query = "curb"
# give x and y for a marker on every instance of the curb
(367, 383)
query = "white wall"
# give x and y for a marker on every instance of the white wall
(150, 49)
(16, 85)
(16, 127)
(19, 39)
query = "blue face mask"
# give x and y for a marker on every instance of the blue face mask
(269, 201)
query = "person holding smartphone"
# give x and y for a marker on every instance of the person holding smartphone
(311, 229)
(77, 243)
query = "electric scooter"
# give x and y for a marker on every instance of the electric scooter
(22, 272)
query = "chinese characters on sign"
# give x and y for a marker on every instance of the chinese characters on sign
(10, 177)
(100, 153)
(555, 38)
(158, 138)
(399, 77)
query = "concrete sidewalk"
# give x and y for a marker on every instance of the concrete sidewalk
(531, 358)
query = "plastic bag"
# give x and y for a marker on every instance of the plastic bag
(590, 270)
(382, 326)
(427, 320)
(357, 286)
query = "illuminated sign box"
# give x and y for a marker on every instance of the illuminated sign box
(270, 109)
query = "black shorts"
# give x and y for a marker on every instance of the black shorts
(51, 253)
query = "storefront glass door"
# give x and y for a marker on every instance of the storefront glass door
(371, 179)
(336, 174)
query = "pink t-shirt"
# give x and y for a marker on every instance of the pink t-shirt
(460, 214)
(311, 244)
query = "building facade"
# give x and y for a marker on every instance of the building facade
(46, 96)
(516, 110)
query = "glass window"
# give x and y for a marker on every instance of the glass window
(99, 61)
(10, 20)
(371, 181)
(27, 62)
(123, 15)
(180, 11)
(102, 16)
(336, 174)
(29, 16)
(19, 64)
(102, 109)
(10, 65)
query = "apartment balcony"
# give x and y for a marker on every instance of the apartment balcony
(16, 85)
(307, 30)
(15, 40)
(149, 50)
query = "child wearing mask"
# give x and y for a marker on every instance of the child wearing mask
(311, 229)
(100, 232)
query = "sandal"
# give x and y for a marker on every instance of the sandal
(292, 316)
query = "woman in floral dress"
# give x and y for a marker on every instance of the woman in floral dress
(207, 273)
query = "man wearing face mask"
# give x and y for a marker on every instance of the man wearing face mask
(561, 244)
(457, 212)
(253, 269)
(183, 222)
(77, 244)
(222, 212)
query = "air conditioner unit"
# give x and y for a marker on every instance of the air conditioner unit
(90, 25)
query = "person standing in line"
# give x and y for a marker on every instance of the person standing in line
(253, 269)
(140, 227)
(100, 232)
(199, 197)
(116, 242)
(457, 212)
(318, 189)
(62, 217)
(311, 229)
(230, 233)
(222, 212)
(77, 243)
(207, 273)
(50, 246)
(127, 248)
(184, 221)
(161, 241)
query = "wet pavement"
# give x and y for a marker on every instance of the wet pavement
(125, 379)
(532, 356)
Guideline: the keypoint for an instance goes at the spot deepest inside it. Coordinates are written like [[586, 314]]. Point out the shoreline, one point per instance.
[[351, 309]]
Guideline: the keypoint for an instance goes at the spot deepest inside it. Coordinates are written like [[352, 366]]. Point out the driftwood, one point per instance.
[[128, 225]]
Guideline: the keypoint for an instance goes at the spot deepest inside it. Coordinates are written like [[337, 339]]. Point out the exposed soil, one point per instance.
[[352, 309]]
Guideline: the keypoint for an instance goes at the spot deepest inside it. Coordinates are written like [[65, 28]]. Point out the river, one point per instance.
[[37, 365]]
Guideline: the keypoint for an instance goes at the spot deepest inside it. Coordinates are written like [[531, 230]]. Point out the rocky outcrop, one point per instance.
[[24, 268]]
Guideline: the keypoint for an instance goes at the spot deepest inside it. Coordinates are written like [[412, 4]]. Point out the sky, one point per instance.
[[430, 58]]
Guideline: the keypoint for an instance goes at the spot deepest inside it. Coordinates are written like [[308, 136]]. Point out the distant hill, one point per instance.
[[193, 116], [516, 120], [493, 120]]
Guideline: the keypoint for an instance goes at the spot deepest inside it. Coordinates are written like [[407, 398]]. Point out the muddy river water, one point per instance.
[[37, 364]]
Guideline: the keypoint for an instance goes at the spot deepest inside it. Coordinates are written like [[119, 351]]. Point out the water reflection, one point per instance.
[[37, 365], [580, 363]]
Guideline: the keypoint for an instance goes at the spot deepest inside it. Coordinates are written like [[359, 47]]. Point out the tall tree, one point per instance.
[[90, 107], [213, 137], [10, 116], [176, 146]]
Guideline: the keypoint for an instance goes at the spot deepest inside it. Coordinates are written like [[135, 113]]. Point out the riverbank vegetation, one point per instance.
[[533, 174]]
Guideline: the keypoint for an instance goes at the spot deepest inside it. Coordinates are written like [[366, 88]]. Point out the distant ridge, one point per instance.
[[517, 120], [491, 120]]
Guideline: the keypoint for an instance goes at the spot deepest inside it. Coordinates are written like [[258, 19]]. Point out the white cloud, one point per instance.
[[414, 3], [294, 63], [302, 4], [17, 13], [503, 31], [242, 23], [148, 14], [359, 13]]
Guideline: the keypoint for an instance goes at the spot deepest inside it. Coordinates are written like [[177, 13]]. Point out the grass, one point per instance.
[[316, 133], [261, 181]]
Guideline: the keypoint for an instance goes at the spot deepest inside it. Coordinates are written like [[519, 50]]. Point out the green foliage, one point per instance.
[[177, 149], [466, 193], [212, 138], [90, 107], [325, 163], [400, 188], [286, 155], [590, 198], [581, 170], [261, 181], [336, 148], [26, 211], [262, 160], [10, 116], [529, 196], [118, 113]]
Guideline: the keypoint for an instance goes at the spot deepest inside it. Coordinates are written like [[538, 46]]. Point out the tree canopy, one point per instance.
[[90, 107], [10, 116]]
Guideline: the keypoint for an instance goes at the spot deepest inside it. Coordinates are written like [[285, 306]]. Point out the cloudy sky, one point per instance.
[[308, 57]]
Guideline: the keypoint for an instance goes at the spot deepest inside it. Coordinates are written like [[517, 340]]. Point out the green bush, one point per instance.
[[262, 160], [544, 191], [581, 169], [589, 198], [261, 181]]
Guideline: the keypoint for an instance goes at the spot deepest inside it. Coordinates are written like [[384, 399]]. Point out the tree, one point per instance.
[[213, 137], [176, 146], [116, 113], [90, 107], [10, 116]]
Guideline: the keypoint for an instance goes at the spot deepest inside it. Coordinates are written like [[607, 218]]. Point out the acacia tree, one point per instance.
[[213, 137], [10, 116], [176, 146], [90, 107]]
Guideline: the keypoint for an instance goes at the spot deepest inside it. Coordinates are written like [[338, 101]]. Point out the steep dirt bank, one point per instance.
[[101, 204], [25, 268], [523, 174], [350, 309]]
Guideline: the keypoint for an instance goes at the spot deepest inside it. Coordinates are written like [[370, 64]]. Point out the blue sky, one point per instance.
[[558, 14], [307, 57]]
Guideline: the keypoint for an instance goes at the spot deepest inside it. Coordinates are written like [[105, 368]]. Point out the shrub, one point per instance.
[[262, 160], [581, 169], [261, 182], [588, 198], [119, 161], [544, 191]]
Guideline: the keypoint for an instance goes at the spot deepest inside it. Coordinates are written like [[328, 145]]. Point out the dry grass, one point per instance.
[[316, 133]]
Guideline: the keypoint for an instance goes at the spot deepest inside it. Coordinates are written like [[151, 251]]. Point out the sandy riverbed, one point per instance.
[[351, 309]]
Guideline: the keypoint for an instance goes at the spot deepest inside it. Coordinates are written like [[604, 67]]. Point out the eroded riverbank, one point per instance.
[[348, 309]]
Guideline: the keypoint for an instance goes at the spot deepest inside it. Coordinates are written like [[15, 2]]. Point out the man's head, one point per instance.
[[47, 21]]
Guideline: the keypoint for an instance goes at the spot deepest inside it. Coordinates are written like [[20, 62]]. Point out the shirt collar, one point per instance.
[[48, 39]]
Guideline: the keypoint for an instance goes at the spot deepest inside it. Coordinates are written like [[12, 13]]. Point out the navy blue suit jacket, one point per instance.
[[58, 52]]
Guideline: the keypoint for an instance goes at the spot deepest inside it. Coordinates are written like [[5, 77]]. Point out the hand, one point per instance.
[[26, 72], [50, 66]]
====
TASK OBJECTIVE
Starting at the line that contains "cloud, one point per instance." and ending after the line that contains "14], [359, 13]]", put that material into a two-column CSV with the headers text and answer. Each text and its answer go in one row, each field is quoted, and line breaks become spaces.

EXERCISE RESULT
text,answer
"Guideline: the keypoint for an instance goes at the spot deepest inside it. Coordinates are written like [[258, 19]]. Point out the white cloud, one point per instance.","[[414, 3], [294, 63], [302, 4], [17, 13], [503, 31], [242, 23], [148, 14], [359, 13]]"